(Task details): Duplicate the lines from the first one through the line with "column 477, row 217", including both of them, and omit the pictures.

(Given records):
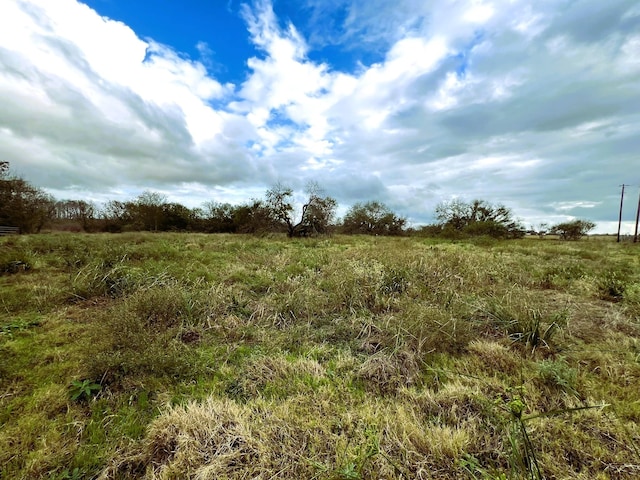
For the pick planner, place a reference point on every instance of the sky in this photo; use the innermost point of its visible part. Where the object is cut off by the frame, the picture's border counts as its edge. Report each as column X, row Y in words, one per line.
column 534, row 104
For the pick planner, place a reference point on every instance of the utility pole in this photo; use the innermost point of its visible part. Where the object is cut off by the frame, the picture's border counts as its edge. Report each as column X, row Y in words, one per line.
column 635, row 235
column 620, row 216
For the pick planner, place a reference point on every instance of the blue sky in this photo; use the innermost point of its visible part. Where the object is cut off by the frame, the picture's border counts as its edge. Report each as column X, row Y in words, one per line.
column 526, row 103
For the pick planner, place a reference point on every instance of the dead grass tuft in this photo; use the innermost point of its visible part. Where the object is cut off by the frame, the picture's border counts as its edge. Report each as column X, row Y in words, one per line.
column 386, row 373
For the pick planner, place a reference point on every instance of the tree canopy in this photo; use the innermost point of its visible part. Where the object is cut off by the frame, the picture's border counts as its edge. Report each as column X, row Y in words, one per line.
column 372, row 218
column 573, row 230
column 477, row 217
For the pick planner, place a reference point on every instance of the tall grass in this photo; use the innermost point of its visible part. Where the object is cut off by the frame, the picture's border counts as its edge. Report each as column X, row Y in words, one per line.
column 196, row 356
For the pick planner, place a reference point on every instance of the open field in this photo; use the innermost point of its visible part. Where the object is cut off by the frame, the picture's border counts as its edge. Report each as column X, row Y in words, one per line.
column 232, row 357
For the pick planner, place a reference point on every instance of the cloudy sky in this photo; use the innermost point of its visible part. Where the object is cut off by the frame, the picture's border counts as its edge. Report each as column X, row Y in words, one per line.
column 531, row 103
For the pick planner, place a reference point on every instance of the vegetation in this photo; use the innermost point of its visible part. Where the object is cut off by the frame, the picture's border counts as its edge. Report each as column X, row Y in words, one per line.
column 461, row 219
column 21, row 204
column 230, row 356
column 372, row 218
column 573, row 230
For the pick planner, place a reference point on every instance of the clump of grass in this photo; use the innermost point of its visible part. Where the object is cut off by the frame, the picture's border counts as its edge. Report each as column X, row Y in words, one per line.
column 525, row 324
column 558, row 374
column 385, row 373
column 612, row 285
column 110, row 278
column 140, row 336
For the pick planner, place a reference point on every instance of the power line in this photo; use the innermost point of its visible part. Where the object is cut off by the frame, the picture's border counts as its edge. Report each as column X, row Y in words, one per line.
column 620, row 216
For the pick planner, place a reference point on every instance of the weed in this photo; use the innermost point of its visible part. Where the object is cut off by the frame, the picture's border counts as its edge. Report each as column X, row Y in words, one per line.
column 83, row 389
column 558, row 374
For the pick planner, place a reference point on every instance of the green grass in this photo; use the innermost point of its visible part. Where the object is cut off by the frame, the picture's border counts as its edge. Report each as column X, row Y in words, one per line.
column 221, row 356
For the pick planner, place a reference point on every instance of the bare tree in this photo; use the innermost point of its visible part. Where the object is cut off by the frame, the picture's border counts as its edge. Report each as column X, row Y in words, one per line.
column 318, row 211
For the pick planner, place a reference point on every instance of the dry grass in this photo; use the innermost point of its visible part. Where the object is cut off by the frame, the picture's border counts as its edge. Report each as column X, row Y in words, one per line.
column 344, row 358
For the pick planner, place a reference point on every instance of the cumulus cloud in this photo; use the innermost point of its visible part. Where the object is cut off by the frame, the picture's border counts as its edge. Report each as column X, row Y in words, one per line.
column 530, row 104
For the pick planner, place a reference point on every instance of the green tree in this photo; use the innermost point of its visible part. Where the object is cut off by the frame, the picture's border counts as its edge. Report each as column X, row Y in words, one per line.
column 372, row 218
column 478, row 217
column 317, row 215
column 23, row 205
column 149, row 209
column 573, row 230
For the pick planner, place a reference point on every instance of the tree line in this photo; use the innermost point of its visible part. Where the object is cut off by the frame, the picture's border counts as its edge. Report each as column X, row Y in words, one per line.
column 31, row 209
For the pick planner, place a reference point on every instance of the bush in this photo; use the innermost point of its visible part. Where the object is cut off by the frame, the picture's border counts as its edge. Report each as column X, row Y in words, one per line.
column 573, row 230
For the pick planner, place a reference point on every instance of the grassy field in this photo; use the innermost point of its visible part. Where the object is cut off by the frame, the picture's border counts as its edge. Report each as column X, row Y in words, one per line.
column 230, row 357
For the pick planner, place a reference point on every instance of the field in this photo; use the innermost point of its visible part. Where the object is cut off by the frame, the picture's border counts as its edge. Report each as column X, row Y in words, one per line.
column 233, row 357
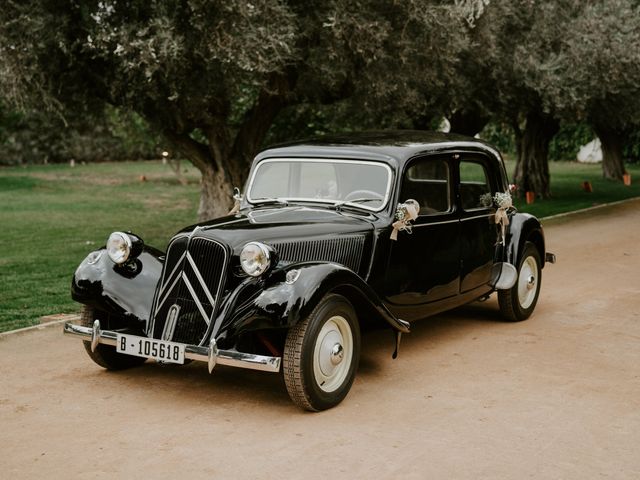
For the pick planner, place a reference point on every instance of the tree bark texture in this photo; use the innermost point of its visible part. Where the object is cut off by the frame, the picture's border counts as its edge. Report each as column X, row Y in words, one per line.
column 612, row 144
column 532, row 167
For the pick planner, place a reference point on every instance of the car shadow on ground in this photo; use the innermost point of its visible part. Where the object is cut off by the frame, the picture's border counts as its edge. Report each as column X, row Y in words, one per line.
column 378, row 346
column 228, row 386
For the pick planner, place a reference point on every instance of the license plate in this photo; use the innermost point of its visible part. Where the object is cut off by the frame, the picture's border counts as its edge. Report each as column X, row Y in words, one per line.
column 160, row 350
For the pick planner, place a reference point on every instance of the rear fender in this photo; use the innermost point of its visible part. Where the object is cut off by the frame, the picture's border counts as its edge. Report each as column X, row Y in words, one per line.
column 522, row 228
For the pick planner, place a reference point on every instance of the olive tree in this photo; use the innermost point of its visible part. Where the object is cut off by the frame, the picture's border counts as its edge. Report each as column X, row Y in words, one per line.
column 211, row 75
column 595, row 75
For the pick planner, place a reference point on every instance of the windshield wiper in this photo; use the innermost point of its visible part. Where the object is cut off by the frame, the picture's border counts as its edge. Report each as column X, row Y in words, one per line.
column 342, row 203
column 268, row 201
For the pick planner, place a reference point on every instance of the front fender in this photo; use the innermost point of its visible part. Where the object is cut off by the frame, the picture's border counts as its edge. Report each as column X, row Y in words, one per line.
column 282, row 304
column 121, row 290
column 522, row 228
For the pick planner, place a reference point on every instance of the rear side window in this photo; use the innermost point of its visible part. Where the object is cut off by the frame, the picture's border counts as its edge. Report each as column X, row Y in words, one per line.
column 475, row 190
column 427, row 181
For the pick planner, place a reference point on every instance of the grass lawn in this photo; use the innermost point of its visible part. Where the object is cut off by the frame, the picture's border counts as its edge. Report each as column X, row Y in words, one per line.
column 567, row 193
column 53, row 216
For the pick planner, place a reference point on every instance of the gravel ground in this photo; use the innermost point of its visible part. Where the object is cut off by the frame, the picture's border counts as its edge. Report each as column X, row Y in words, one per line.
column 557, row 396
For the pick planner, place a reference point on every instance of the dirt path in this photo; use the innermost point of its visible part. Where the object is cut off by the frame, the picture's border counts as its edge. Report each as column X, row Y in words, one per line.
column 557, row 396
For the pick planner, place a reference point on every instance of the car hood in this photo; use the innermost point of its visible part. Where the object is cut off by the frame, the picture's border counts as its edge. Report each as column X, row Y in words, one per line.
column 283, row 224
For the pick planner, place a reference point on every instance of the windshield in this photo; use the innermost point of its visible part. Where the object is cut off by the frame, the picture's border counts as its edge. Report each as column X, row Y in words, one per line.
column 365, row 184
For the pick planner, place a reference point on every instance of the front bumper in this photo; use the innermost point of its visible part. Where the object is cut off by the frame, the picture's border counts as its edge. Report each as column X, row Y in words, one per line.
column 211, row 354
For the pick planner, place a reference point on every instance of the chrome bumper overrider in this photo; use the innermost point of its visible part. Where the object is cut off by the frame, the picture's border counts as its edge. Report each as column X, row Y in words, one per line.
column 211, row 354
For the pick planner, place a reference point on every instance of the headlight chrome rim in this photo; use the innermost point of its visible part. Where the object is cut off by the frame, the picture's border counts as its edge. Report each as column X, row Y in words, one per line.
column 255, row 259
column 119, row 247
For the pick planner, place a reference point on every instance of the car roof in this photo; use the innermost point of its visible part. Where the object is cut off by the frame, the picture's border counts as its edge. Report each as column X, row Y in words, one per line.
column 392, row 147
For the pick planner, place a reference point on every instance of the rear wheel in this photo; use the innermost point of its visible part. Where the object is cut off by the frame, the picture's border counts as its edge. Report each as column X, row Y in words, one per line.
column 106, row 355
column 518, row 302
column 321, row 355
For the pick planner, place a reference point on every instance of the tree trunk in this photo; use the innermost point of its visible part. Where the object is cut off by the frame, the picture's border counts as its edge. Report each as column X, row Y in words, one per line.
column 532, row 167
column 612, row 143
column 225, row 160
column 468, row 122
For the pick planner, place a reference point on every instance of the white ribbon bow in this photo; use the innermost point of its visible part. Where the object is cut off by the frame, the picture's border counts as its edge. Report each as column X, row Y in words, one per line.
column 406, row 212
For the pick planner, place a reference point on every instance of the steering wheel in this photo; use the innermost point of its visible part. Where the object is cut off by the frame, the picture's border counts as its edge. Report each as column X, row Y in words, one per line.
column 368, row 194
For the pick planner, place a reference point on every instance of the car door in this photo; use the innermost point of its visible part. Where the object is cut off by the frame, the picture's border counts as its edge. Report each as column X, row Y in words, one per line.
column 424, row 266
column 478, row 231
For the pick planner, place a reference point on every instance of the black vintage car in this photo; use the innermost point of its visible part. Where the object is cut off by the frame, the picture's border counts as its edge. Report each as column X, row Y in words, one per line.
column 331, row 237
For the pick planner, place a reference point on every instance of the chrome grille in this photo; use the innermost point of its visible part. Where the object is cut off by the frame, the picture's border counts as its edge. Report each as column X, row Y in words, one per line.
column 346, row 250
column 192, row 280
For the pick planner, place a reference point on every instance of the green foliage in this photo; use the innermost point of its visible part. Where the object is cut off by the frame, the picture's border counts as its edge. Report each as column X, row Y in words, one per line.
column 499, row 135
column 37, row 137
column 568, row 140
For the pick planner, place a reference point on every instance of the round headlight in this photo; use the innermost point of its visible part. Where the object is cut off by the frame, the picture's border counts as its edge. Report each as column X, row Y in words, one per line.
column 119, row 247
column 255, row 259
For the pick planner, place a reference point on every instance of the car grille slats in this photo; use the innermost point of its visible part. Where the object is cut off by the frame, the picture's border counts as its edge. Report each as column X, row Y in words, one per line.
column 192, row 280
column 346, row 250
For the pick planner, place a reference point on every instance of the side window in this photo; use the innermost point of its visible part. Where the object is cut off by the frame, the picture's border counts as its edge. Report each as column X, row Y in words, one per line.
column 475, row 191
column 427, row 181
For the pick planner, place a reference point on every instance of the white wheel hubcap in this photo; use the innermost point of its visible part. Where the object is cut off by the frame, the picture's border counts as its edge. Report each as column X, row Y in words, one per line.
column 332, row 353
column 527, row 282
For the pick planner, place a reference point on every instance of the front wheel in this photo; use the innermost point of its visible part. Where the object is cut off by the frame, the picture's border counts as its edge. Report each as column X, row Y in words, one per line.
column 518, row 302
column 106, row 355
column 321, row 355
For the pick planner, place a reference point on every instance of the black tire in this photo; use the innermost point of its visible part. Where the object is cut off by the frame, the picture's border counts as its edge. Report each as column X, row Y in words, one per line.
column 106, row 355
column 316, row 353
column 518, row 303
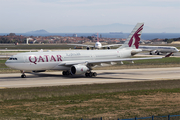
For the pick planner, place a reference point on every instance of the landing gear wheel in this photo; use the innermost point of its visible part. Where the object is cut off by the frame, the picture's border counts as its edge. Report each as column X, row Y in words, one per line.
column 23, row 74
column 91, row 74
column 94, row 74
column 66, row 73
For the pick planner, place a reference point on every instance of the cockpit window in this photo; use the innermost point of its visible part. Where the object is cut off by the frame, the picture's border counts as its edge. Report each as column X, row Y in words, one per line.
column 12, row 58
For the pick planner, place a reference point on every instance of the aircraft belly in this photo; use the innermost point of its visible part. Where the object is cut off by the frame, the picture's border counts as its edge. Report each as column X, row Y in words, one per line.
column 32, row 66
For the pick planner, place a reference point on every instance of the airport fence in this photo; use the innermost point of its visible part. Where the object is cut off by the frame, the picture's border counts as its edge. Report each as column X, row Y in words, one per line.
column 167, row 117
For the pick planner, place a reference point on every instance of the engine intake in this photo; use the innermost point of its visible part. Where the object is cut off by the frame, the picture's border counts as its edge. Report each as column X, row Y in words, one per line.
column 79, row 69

(The solution):
For the pick planner, place a reference point on every instance of the sky in this photo; use the innermost point of its visible part. Where the object is cut off by the frame, the picture's border counts as its edge. Report each as column X, row Y in words, one per line.
column 534, row 104
For the pick planner, place a reference point on every instance of the utility pole in this photo; use the innermost point of its visible part. Where the object is cut off by the frame, the picture's border counts as its edge. Report each as column X, row Y in words, one per line.
column 635, row 235
column 620, row 216
For the pick planner, place a reference point on every instance of the blue sky in this photo; use the innermost point of its visible part. Where the object is cut off by the frame, the picture's border counts as its edge. Report each as column X, row Y in words, one per line.
column 526, row 103
For the pick planner, place a reference point on every instance of the dead grass tuft in this photo; use the innermost point of its visible part. Where the object is cut off by the frame, the picture's border counts as its edge. Report each as column X, row Y in words, one per line.
column 386, row 373
For the pick planner, place a reference point on every instance of the tree canopy in this photo; use the innermost point of its visible part. Where the object is cut off by the frame, the picture's border counts as its edge. Report each as column X, row Y in words, one per line.
column 372, row 218
column 573, row 230
column 477, row 217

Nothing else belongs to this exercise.